• TASK A:
In the records, starting at the line containing "TARGET: white refrigerator" and ending with the last line of the records, switch "garage interior" to "workshop interior" and leave everything else unchanged. Omit the pictures from your answer.

BEGIN EXTRACT PROVIDED

# Fence across the Kokopelli Trail 4 mi east of Cisco



## cataraftbetty (Sep 27, 2010)

Beware dirt bikers, ATVers and people riding mtn bike shuttles for Westwater: 

Some douche bag cattle grazer has strung a fence across the Kokopelli east of Cisco. Its on a downhill section heading east, before you turn off the dirt road onto double track. If you're going fast it could kill you. If you're lucky you'll get off with a broken arm and a few broken ribs. BLM has been notified.


----------



## climbdenali (Apr 2, 2006)

You didn't have any wire cutters with you, I gather? Lots of little 12" sections are harder to repair than a single cut, fyi. The shit we let ranchers get away with in the west. . .If I blockaded my street "so my cattle (er, child) couldn't get out" the cops would come write me a ticket, then a bill for removing such a barrier. Ranchers can shoot your dog (who weighs 40lb to the cow's 1000lb), but god forbid I slow down the guy speeding through my neighborhood at 50mph by chunking a 2x4 out in the road when I hear him coming. . .

Grazing on public lands, "Fence out" rules, and all notions that the general public should be somehow responsible for free roaming livestock have outlived their usefulness in the modern world, if you ask me.

Cut fences that illegally restrict access to public lands, always pull survey stakes- as George says, and what is it Doc says we're supposed to do with billboards again??


----------



## mattman (Jan 30, 2015)

The 3 B's, Civil Duty of every American.


----------



## doughboy (Mar 23, 2009)

END EXTRACT PROVIDED
BEGIN DATA TO PROCESS

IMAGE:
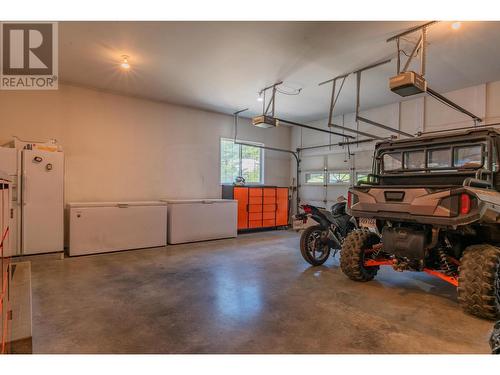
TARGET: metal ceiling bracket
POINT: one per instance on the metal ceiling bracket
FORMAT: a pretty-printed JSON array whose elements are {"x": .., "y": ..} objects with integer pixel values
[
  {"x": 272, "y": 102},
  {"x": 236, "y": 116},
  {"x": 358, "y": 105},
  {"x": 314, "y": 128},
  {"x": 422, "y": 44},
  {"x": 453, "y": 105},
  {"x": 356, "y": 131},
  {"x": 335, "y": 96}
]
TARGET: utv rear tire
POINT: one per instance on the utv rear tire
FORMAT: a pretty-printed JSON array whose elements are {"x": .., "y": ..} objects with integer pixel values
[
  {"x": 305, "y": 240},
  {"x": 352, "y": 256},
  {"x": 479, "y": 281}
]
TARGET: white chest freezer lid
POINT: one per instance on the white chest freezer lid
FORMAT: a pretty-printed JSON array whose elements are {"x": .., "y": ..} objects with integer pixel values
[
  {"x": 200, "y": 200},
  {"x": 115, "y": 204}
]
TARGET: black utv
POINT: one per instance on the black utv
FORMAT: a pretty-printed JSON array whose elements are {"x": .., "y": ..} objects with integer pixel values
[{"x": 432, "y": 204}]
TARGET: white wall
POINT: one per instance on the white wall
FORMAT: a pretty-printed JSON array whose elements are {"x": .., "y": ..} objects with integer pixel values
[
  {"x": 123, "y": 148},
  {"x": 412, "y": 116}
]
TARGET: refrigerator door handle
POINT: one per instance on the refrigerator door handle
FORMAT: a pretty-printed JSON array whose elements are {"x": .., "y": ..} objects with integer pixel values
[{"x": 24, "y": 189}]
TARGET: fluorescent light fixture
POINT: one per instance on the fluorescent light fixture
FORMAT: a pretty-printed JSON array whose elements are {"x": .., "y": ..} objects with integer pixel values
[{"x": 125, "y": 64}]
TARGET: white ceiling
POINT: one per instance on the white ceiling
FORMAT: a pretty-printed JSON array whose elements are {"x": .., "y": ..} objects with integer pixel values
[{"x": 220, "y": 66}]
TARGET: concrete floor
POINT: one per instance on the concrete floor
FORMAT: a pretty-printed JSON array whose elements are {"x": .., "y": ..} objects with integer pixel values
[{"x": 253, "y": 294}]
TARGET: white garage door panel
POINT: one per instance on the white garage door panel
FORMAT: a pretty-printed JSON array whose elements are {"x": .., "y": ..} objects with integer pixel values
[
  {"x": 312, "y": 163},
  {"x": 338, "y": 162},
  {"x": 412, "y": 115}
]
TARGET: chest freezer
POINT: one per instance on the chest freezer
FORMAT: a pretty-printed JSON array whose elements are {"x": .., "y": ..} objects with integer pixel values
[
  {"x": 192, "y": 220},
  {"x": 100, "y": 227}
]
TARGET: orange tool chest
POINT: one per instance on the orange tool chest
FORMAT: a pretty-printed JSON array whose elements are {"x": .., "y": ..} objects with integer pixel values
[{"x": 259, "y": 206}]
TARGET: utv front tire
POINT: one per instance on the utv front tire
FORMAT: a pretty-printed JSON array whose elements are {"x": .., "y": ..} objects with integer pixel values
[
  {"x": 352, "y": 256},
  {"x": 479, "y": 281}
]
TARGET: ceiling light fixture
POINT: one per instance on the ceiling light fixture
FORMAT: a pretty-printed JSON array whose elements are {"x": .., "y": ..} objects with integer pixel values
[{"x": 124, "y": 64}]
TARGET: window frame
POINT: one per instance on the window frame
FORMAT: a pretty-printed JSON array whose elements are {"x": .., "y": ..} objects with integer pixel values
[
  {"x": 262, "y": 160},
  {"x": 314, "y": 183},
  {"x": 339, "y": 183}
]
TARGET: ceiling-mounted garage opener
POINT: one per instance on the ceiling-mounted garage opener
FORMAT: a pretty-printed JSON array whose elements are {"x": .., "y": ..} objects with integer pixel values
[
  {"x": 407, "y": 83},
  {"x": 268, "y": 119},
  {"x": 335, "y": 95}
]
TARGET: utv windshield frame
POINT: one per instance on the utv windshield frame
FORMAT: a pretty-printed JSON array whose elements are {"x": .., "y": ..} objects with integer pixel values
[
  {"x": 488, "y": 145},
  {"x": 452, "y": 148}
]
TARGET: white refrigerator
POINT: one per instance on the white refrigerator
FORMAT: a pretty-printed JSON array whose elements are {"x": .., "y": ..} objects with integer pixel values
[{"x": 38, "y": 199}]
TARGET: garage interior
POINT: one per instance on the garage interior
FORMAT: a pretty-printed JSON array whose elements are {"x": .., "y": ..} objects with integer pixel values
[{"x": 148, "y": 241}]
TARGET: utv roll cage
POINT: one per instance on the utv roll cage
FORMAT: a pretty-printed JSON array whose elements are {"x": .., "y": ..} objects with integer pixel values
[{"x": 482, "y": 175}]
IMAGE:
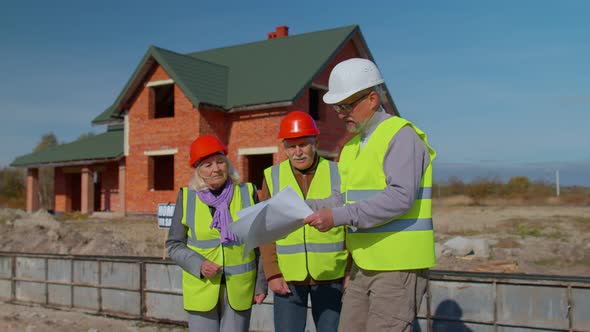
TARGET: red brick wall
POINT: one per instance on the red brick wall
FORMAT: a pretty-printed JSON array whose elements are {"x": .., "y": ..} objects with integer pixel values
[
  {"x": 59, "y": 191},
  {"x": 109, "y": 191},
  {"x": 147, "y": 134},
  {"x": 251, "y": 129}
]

END DATA TO PROCESS

• TASK B:
Proceed with the forum thread about the fence across the Kokopelli Trail east of Cisco, starting right after its final line.

• WRITTEN REPLY A:
TARGET: white refrigerator
POINT: one per instance on the white refrigerator
FORMAT: a pretty-printed JSON array whose elements are {"x": .., "y": ..} objects with integer pixel values
[{"x": 38, "y": 199}]
TARGET: workshop interior
POINT: one per instance on the workshop interior
FORMAT: a pretty-printed JSON array whose elements are {"x": .., "y": ..} objects with integer pixel values
[{"x": 148, "y": 241}]
TARGET: utv roll cage
POINT: one per instance on the utv roll cage
FORMAT: a pretty-printed JSON array whose elements are {"x": .., "y": ..} objects with integer pixel values
[{"x": 482, "y": 175}]
IMAGE:
TARGET: red brick wall
POINT: one per instance on the red brick wall
FORMAT: a pretty-printed JSON array whose elements are {"x": .., "y": ..} objects with integer pixel values
[
  {"x": 59, "y": 191},
  {"x": 109, "y": 191},
  {"x": 147, "y": 134},
  {"x": 251, "y": 129}
]

• WRITTEN REPLY B:
climbdenali said:


> You didn't have any wire cutters with you, I gather? Lots of little 12" sections are harder to repair than a single cut, fyi. The shit we let ranchers get away with in the west. . .If I blockaded my street "so my cattle (er, child) couldn't get out" the cops would come write me a ticket, then a bill for removing such a barrier. Ranchers can shoot your dog (who weighs 40lb to the cow's 1000lb), but god forbid I slow down the guy speeding through my neighborhood at 50mph by chunking a 2x4 out in the road when I hear him coming. . .
> 
> Grazing on public lands, "Fence out" rules, and all notions that the general public should be somehow responsible for free roaming livestock have outlived their usefulness in the modern world, if you ask me.
> 
> Cut fences that illegally restrict access to public lands, always pull survey stakes- as George says, and what is it Doc says we're supposed to do with billboards again??


If you had state or federal permit to graze cattle in "your" neighborhood you would prob be fine with fence. Not sure about the 2x4 but if it is "your" neighbor hood it is probably "your" road too. Just sounds like typical douche bag trap set by rancher for good times. Prob only about 10 feet long. Just go around. Rancher prob sitting on hill drinking beer watching you douche bag liberals try to figure it out.


----------



## mattman (Jan 30, 2015)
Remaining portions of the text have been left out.